▶ **STUDY TEXT**
Tang, "Automatic Extraction of Morphological Information from Botanical Collections ", TCDL Bulletin 5.1 (2009)

Automatic Extraction of Morphological Information
from Botanical Collections

Xiaoya Tang

School of Library and Information Management
Emporia State University
1200 Commercial St., Campus Box 4025
Emporia, KS 66801
1-620-341-5071
xtang@emporia.edu

For a larger view of the poster, click here. After the image opens, click on it to zoom.

Large volumes of full-text collections exist in the field of biological science. Publications such as field guides, floras, and faunas are written to provide critical information for field identification of species. However, access to such collections has been difficult. While users tend to use specific morphological information to search, current systems based on statistical models are usually ineffective [3]. Therefore, automatically extracting such information from documents and then allowing users to use this information to search should improve effective access to such collections.

The full-text botanical text collection FNA (Flora of North America) is often used in the botanical field. Information such as plant distribution, genus, species, and morphological information such as plant leaf shape, margin, dimension, leaf arrangement, fruit/net shape, etc. is critical for species identification. This study adapts and enhances the information extraction system WHISK that was created by [2] to extract rental information from short newspaper ads and uses it to extract such information from FNA. The system uses machine learning techniques and automatically creates rules to extract desired information based on manually created examples, and uses such rules to extract information from new documents. This study examines the system and makes adaptations and enhancements so that the enhanced system could not only work on the FNA collection but also be more easily adapted to new text collections. Issues encountered in adapting this IE system are also examined with the intent of improving the portability of the system for use in other future domains.

WHISK is enhanced and generalized by the following changes. First, a pre-processing model is added to remove unexpected trivial text formatting. Then pattern recognition is generalized to accommodate the more complicated text characteristics of botanical descriptions. These include longer sentences, broader vocabulary, and a greater variation in structure among different documents compared to the target text of the original WHISK system. The system is also generalized so that it could use important text structures in the creation of extraction rules. Finally, a new knowledge base is created that contains botanical terms that were added during the training process. Terms in the knowledge base are categorized into different semantic classes.

Stored items:

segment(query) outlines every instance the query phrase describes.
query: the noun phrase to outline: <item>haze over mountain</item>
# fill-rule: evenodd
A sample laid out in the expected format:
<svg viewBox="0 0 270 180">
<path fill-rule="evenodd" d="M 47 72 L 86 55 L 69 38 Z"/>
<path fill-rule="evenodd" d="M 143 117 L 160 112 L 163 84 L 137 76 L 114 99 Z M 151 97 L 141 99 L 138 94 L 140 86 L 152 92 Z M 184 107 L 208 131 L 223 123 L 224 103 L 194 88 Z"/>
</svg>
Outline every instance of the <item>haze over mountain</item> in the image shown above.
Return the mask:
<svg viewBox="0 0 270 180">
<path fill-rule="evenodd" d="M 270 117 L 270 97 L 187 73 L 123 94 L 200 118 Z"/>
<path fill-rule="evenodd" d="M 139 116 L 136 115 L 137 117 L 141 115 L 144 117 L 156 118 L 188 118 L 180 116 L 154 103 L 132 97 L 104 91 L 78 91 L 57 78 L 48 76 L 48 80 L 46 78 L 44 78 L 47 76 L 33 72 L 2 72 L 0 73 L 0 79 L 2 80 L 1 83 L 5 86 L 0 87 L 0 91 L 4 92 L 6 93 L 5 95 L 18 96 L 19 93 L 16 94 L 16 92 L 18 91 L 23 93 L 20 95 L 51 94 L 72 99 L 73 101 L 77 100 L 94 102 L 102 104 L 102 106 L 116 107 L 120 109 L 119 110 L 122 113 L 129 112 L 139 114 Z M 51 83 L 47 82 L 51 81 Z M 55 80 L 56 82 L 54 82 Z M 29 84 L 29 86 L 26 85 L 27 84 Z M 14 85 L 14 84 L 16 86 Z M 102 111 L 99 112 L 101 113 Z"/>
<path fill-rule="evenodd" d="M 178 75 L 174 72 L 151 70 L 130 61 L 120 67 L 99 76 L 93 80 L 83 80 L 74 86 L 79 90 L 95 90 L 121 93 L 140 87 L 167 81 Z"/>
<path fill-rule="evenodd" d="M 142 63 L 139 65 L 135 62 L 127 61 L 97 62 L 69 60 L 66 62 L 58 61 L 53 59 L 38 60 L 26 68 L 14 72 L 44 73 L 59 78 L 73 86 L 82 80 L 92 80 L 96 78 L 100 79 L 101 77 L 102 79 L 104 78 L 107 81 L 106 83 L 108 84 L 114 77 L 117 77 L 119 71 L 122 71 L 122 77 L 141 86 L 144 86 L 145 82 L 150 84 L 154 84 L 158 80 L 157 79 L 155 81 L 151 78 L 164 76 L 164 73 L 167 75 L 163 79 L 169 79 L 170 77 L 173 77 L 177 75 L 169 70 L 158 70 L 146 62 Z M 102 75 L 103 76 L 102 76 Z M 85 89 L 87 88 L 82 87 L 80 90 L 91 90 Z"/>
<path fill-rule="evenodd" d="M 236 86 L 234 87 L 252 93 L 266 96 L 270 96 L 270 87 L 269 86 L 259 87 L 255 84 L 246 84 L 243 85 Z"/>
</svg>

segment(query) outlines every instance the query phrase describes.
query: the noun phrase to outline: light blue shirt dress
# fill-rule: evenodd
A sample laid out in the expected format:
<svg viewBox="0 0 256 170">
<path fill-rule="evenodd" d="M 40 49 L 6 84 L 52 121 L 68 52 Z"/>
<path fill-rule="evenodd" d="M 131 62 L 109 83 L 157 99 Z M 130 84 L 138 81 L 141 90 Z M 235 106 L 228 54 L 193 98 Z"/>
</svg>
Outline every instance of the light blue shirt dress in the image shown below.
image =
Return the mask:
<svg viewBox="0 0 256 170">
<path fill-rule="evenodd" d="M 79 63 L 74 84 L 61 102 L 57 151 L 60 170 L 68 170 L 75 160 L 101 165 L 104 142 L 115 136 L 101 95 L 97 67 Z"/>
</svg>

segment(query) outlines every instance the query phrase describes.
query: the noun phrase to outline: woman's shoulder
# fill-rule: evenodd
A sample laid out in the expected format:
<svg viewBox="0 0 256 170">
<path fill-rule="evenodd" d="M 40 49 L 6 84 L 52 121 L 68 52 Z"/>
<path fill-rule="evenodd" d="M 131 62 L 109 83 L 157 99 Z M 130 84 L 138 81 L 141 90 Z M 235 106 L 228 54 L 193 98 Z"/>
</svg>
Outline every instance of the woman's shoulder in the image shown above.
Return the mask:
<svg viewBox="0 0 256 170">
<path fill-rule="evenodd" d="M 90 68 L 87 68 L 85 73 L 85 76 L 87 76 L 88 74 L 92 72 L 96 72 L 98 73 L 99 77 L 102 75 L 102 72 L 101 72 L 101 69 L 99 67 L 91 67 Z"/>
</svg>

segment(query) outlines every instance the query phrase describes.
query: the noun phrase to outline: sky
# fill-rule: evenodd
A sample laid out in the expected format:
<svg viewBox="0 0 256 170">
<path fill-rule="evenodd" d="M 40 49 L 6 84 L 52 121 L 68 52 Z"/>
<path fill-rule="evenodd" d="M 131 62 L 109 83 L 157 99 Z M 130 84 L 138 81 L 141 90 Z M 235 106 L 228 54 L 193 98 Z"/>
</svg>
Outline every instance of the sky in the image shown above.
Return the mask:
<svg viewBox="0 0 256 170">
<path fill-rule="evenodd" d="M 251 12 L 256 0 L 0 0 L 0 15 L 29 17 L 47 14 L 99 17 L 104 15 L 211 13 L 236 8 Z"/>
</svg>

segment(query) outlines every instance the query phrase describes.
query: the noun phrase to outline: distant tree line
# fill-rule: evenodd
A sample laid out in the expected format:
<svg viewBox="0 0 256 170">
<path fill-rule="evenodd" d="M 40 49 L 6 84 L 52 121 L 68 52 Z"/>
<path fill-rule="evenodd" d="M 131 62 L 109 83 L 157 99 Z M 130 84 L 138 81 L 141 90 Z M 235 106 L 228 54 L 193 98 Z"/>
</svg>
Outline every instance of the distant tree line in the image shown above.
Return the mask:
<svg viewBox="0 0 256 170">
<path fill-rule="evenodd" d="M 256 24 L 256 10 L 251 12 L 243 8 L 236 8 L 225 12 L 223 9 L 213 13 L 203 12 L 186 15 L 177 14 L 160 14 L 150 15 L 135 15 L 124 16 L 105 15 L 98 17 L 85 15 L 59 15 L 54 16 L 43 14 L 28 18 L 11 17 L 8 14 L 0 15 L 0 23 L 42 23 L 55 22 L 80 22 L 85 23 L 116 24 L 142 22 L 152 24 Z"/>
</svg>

▶ **PROBLEM TO SOLVE**
Can you extend the piece on extracting morphological information from botanical collections, starting right after its final sentence?

▶ **ANSWER SPACE**
The extraction performance is evaluated following the MUC evaluations [1] and uses the measures of precision and recall. The overall results are satisfactory. The precisions are higher than 80% except for that of the fruit/nut shape. The recalls are relatively lower, ranging from 57.04% and higher, mostly 60% to 80%, though recall for leaf arrangement is much lower. The difference in the performance of different types of information is mainly due to differences in the text characteristics associated with each type of information. The evaluation results demonstrate that automatic extraction of morphological information from full-text collections is promising. It also indicates that this approach is generalizable to similar collections in the same domain and even to different domains with adaptation of the pattern recognition and knowledge base in the new domain.

REFERENCES

[1] Chinchor, N., and Dungca, G. Four scores and seven years ago: The scoring method for MUC-6. In Proceedings of the Sixth Message Understanding Conference (MUC-6), 1996, 33-38. Morgan Kaufmann, San Mateo, CA.

[2] Soderland, S. Learning information extraction rules for semi-structured and free text. Machine Learning, Feb. 1999, 34, 1-3, 233-272.

[3] Tang, Xiaoya, &Heidorn, P. Brayan. (2007). The Loss of domain knowledge in user search queries: A Query log analysis of a botanical retrieval system. In Proceedings of Annual Meeting of the American Society for Information Science and Technology, October 19-24, 2007, Milwaukee, Wisconsin.